TASK DESCRIPTION.
Locate each line in the material below that contains the string "query", treating uppercase and lowercase as different, and copy those lines in full.

Data records
<<<<

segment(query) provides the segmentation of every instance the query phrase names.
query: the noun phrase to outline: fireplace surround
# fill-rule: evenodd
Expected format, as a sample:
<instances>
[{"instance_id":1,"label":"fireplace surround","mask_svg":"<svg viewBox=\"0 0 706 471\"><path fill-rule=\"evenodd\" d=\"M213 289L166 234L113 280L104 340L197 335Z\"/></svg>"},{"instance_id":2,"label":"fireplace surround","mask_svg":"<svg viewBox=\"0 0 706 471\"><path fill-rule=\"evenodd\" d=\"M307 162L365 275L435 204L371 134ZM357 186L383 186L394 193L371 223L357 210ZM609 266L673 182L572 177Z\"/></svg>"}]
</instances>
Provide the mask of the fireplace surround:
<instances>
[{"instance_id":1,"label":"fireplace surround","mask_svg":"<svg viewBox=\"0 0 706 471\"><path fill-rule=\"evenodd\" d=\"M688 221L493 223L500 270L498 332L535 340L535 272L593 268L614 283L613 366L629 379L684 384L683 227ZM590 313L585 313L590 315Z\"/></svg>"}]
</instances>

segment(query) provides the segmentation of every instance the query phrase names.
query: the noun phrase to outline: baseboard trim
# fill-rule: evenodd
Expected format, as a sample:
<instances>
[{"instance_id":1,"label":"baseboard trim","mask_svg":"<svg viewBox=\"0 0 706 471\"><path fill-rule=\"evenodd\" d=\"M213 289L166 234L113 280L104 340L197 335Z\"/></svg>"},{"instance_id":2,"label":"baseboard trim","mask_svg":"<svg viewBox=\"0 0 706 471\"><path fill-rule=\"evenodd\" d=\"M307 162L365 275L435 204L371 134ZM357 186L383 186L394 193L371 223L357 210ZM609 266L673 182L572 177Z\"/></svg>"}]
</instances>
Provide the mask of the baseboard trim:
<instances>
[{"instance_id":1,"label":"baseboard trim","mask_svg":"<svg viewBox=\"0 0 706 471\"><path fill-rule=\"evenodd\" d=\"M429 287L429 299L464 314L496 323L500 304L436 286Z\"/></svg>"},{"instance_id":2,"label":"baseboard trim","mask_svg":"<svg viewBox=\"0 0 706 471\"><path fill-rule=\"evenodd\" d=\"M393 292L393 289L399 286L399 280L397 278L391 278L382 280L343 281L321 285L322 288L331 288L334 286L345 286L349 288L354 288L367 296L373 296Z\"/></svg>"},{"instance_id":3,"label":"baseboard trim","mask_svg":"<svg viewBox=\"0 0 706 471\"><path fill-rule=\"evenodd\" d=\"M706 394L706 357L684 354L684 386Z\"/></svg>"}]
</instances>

>>>>

ANSWER TO THE EXERCISE.
segment(query) provides the segmentation of every instance the query phrase names.
query: the noun phrase to outline: fireplace surround
segment(query) provides the segmentation of every instance the query phrase names.
query: the noun phrase to outline: baseboard trim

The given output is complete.